* START DATASET EXCERPTS *

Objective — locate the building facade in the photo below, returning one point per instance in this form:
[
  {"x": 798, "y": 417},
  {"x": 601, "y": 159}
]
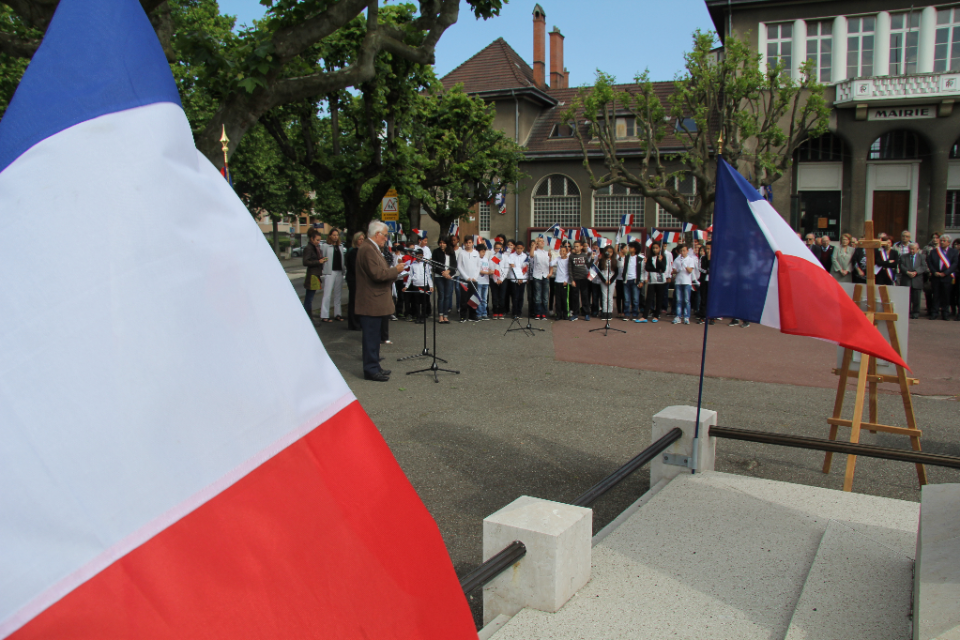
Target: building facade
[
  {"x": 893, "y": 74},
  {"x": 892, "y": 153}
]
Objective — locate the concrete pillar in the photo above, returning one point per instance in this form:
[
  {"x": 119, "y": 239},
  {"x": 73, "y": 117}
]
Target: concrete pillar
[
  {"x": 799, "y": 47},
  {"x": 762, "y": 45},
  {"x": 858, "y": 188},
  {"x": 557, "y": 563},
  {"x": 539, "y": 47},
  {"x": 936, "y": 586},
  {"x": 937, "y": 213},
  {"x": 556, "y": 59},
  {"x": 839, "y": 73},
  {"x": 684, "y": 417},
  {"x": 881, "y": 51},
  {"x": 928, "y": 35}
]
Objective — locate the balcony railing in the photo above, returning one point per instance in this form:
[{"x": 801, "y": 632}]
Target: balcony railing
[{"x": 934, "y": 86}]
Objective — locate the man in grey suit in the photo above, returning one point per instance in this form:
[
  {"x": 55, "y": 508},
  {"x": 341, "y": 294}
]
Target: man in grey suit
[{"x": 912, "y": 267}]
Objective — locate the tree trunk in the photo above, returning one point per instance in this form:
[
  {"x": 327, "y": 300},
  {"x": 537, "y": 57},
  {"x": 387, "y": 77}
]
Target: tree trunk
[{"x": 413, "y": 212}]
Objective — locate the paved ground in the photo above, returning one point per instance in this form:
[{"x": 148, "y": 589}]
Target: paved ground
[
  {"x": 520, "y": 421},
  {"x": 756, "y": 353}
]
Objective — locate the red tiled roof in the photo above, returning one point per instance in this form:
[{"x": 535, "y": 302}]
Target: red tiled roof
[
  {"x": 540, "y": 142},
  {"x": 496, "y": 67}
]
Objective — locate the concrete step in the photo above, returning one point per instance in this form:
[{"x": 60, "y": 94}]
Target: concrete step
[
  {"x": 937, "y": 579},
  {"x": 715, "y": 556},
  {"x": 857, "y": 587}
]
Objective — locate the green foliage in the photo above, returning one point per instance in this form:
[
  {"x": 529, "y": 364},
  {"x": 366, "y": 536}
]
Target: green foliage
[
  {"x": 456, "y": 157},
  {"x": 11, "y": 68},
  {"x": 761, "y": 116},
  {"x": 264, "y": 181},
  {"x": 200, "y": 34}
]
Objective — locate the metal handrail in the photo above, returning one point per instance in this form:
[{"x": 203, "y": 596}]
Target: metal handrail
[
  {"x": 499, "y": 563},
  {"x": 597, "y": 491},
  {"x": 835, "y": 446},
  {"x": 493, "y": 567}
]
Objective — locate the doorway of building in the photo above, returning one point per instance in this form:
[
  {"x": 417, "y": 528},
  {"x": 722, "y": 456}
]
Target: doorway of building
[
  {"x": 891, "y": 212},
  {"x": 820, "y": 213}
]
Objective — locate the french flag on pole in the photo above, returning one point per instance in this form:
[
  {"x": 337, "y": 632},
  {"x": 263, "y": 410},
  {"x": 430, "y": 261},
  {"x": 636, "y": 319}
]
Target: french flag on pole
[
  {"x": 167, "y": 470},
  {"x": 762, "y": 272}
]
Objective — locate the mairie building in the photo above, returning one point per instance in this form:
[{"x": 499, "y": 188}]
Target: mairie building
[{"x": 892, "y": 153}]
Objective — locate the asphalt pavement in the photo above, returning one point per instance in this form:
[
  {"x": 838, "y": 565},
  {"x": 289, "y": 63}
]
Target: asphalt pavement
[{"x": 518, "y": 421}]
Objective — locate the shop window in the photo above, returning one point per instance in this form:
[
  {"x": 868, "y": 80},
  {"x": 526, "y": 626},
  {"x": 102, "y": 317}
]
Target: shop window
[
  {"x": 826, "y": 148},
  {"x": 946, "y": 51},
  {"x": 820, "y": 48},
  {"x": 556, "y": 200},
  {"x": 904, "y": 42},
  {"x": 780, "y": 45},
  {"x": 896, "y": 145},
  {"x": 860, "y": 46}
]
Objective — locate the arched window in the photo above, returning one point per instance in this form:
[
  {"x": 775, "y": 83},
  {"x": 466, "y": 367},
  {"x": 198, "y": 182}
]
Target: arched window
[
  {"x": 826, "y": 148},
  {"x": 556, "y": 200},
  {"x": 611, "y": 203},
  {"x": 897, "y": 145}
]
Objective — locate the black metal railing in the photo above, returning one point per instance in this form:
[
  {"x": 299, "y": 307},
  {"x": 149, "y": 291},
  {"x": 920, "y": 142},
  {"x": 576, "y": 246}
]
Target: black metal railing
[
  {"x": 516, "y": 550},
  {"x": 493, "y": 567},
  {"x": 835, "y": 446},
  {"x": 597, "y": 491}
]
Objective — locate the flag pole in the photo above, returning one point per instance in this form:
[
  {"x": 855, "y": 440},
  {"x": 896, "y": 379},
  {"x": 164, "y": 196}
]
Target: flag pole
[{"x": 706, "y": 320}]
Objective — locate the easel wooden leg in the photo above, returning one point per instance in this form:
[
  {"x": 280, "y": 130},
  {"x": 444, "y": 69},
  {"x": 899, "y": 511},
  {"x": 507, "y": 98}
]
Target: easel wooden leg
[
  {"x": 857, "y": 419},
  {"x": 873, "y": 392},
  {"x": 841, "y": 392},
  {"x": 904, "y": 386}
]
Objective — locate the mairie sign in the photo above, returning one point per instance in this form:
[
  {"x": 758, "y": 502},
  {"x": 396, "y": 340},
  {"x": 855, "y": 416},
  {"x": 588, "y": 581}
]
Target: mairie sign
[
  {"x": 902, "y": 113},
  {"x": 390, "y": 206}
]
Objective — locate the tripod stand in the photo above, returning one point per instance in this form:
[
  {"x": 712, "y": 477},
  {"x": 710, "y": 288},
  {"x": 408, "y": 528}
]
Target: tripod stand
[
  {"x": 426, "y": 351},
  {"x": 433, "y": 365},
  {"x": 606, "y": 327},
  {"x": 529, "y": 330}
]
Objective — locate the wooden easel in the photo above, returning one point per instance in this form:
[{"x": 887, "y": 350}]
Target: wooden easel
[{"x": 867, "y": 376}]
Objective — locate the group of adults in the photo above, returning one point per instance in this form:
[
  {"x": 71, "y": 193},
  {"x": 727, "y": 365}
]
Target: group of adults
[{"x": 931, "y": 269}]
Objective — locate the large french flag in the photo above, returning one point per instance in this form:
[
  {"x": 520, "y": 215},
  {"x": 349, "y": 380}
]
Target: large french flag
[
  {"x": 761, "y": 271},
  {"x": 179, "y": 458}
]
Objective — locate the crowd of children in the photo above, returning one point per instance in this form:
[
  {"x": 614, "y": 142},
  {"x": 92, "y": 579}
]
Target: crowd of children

* END DATASET EXCERPTS *

● TASK REQUIREMENTS
Everything from the line containing "Objective — locate the black" through the final line of the listing, inclusive, must be reproduced exactly; leave out the rest.

● EXERCISE RESULT
Objective — locate the black metal railing in the photo above, returning one point per instance in this form:
[
  {"x": 299, "y": 307},
  {"x": 149, "y": 291},
  {"x": 920, "y": 142},
  {"x": 576, "y": 246}
]
Target: black metal railing
[
  {"x": 516, "y": 550},
  {"x": 493, "y": 567},
  {"x": 835, "y": 446},
  {"x": 597, "y": 491}
]
Objective — locate the flag pole in the photo above, returning one point per instance in this form:
[
  {"x": 855, "y": 440},
  {"x": 896, "y": 379},
  {"x": 164, "y": 196}
]
Target: flag pole
[{"x": 706, "y": 320}]
Objective — locate the easel wooden leg in the photo above, returning one point per instance in this form:
[
  {"x": 280, "y": 130},
  {"x": 444, "y": 69},
  {"x": 899, "y": 511},
  {"x": 507, "y": 98}
]
Target: easel wooden leg
[
  {"x": 857, "y": 419},
  {"x": 873, "y": 392},
  {"x": 841, "y": 392},
  {"x": 904, "y": 386}
]
Objective — locate the mairie sign in the photo above, returning one point per instance in this form:
[
  {"x": 758, "y": 502},
  {"x": 396, "y": 340},
  {"x": 855, "y": 416},
  {"x": 588, "y": 581}
]
Target: mairie sign
[
  {"x": 902, "y": 113},
  {"x": 390, "y": 206}
]
Objective — locate the tripod stand in the photo above, returning one point per instance in this form:
[
  {"x": 712, "y": 477},
  {"x": 710, "y": 288},
  {"x": 408, "y": 528}
]
Target: tripod stand
[
  {"x": 426, "y": 351},
  {"x": 433, "y": 365},
  {"x": 606, "y": 327},
  {"x": 529, "y": 330}
]
Objective — locate the wooden easel in the photo above, returning one point per instance in this form:
[{"x": 887, "y": 350}]
Target: wooden easel
[{"x": 867, "y": 376}]
Objective — locate the group of adults in the photo above, returning one point per instance in this form:
[
  {"x": 71, "y": 193},
  {"x": 727, "y": 365}
]
Target: group of adults
[{"x": 931, "y": 269}]
Objective — locate the large french flag in the photo above, returning one point per instance in this form:
[
  {"x": 520, "y": 215},
  {"x": 349, "y": 380}
]
Target: large french flag
[
  {"x": 761, "y": 271},
  {"x": 179, "y": 458}
]
Objective — locate the crowd of children in the photo above, returning one point per instance in this form:
[
  {"x": 614, "y": 142},
  {"x": 92, "y": 579}
]
Target: crowd of children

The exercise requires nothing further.